Task instructions:
1. In the IFS director's statement on the Spending Review, how many departments will see cuts to their budget between this year and the end of the parliament?
2. Carry on the IFS director's statement on the Spending Review from its last sentence.

Excerpted passage:
Content starts

Responding to today's Spending
Review, Paul Johnson, Director of the IFS,
said:
“To
make sense of today's Spending Review, you need to understand
what the government is calling Phase One and Phase Two. Phase One
is last year and this year, 2024–25 and 2025–26. Phase Two starts
next year, 2026–27, covers the rest of the parliament, and is the
focus of today's
announcements. Take Phase One
and Phase Two together, as the government does, and growth in
government spending looks
rather strong. Take Phase Two only and things look
tighter.
The crux is that most departments will
have larger real-terms budgets
at the end of the parliament than the beginning, but in many
cases much of that extra cash will have arrived by April.
Eight departments will
actually see cuts
to their budget between this year and
the end of the parliament. This
is not an austerity Spending Review, though much of the
government's largesse, such as it is, was focused on the first
two years of the parliament.
The Chancellor's speech was full of
numbers, few of them useful. To understand the government's
priorities, you have to go to the underlying documents and
appendices and – to coin a phrase – follow the money. Here, there
weren't too many surprises: the money largely followed Chancellor
Rachel Reeves' long-stated priorities and the Government's
missions. There was more cash for the English NHS, which as usual
was the biggest winner from the Spending Review process. Defence
spending is planned to hit 2.5% of national income (2.6% if you
include the security services) and stay there, with its budget
bolstered by a sharp increase in capital funding, treated kindly
by the Chancellor's fiscal
rules.

Content ends

The data:
Content starts

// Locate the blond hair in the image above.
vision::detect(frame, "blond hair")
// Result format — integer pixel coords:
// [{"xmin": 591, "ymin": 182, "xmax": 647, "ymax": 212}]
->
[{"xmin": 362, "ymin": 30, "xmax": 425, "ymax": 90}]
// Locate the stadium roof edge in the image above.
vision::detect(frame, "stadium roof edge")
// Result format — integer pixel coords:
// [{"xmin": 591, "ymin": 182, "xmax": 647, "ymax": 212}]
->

Content ends

Results in order:
1. Eight departments.

2.
In pounds and pence, these two
departmental behemoths – health and defence – were the big
winners. But even here, one has to wonder whether this will be
enough. Aiming to get back to meeting the NHS 18 week target for
hospital waiting times within this parliament is enormously
ambitious – an NHS funding settlement below the long-run average
might not measure up. And on defence, it's entirely possible that
an increase in the NATO spending target will mean that
maintaining defence spending at 2.6% of GDP no longer cuts the
mustard.
Still, the funding increases for
health and defence are substantial. The corollary, of course, is
a less generous settlement elsewhere. The schools settlement in
England is tight. Strip out the cost of expanding free schools
meals, and you get a real-terms freeze in the budget. With
falling pupil numbers, this would in principle allow a rise in
spending per pupil. Instead, the government may have to freeze
spending per pupil in order to meet rising demand for special
education needs provision.
Some departments – like Environment,
Food and Rural Affairs and Culture, Media and Sport – are facing
outright budget cuts, whichever of the government's “Phases”
one examines. Funding for the Home Office is being squeezed,
but largely because of planned cuts to asylum support.
Spending on overseas aid will, as
announced earlier in the year, be cut by some 40%
– a
clear loser.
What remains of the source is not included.